### Location labeling records
++++++++
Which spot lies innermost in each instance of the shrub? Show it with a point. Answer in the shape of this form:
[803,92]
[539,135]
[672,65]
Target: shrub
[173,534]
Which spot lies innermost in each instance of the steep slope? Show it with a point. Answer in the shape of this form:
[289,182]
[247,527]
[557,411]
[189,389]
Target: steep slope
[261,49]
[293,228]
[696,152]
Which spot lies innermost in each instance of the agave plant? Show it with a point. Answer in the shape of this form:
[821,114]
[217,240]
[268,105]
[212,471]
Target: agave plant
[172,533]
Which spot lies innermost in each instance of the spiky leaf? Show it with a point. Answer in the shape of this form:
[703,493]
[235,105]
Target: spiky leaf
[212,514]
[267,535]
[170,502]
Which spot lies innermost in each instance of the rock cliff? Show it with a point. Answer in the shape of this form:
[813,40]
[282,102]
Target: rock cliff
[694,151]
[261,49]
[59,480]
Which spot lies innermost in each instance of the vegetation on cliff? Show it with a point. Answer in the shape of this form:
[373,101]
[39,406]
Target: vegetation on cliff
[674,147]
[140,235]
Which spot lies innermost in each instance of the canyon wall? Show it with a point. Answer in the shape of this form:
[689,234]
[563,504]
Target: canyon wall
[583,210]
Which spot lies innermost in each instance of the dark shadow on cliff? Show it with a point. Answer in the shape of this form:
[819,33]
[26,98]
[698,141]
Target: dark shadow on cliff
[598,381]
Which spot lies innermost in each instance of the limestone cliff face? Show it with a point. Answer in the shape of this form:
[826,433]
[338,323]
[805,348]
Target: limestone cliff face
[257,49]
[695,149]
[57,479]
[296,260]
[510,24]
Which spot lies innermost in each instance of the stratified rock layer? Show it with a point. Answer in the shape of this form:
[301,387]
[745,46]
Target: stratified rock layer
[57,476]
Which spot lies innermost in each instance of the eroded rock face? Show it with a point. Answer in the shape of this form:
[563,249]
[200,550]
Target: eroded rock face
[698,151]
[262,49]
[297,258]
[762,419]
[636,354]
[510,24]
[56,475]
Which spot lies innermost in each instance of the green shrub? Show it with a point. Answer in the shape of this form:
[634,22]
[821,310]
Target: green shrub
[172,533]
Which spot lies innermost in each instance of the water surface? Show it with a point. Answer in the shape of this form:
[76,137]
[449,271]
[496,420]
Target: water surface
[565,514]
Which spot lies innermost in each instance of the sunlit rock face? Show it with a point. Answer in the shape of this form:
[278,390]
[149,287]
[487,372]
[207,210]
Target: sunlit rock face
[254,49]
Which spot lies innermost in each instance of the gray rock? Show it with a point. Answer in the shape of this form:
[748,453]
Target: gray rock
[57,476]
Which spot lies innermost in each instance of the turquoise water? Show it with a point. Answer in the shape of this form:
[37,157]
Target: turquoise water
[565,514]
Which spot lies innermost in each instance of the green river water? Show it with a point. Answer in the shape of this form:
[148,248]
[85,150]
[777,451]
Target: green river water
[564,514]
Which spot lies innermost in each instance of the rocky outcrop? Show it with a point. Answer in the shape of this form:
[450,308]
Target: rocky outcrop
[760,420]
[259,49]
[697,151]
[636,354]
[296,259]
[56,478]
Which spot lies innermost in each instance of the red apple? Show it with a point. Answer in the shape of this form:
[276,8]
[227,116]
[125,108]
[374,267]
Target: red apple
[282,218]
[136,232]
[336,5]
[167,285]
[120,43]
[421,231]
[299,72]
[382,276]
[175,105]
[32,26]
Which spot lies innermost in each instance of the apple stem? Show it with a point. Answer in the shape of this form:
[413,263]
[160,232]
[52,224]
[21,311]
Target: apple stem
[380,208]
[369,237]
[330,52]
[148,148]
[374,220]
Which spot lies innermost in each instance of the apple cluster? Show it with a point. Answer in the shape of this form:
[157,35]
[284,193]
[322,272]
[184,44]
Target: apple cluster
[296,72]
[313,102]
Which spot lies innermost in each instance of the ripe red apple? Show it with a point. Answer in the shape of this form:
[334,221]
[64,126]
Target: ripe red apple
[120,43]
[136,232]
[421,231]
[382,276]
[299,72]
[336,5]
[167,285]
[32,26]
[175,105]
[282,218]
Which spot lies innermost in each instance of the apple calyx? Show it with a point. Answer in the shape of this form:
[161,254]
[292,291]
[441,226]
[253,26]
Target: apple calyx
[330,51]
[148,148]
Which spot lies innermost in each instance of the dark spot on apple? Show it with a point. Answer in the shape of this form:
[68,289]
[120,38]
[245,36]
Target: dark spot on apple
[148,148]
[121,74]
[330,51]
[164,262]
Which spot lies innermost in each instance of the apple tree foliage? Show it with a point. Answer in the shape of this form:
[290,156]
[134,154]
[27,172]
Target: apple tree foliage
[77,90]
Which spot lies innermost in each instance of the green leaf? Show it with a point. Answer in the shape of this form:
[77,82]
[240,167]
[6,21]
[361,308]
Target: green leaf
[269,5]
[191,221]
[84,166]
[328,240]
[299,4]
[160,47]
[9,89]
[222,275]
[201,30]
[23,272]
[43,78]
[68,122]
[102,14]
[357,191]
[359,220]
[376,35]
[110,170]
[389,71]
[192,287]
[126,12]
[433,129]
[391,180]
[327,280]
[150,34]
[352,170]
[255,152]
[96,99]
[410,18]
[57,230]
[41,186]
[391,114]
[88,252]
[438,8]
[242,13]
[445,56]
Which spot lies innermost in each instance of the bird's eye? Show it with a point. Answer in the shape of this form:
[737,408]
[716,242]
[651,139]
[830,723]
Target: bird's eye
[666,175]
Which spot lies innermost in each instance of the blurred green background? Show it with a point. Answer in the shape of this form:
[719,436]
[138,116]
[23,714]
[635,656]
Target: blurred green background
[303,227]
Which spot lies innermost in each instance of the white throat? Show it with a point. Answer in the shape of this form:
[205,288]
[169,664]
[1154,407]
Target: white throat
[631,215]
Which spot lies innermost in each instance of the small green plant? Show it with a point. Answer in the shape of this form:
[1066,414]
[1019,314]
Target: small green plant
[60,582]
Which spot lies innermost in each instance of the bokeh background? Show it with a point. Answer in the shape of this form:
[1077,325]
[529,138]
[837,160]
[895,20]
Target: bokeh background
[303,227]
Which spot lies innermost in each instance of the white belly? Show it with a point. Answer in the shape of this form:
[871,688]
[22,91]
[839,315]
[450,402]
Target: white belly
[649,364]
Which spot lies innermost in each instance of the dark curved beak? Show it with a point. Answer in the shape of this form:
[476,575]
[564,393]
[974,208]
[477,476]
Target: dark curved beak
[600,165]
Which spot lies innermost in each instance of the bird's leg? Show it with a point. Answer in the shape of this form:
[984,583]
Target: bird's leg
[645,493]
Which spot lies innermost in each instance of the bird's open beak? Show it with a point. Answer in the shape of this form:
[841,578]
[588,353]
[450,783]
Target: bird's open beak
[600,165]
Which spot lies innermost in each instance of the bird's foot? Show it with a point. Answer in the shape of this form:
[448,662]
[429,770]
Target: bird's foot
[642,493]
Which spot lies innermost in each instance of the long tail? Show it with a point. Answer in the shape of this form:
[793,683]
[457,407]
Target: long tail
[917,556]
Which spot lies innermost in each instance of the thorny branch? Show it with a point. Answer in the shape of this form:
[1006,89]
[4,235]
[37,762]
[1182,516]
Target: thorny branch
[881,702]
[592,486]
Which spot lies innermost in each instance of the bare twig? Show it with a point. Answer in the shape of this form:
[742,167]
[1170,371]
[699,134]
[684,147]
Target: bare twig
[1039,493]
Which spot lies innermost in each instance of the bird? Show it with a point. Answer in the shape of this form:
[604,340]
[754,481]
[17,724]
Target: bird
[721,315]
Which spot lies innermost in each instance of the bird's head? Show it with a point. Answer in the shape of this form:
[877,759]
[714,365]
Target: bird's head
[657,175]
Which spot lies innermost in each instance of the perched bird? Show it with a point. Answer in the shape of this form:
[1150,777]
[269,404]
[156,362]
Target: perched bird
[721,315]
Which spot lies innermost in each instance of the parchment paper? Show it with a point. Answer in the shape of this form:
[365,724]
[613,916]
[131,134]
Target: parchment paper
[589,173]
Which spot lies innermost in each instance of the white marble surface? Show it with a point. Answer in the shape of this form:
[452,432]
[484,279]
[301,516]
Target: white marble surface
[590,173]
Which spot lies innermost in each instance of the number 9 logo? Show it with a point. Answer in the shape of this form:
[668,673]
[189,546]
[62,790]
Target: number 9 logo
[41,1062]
++++++++
### Exercise requirements
Repeat precisely the lines of the data starting at the one containing "Which spot lies innermost in each instance of the bird?", last line included.

### The response
Which spot lies innermost in each instance of the bird? Show it with a point. Answer in the shape of this form:
[604,340]
[754,481]
[17,724]
Target: bird
[721,315]
Which spot lies innermost in each instance of the bird's head? Show it with a point. Answer in the shape of this form:
[877,759]
[714,365]
Target: bird's head
[657,175]
Which spot lies innermost in each instance of the perched bird? Show it with a point. Answer in the shape of this form:
[1150,777]
[269,404]
[156,362]
Target: perched bird
[721,315]
Which spot lies innermost in each instance of the parchment paper? Show it with a point. Answer in the shape of this form:
[365,724]
[613,916]
[131,134]
Target: parchment paper
[589,173]
Which spot lies innermost in each instance of the white marble surface? Show it with a point. Answer in the shape of this form:
[452,432]
[484,279]
[301,516]
Target: white marble surface
[590,173]
Which spot lies innermost in each instance of the number 9 logo? Show it with a point. Answer in the shape of this form:
[668,673]
[189,546]
[62,790]
Target: number 9 logo
[41,1062]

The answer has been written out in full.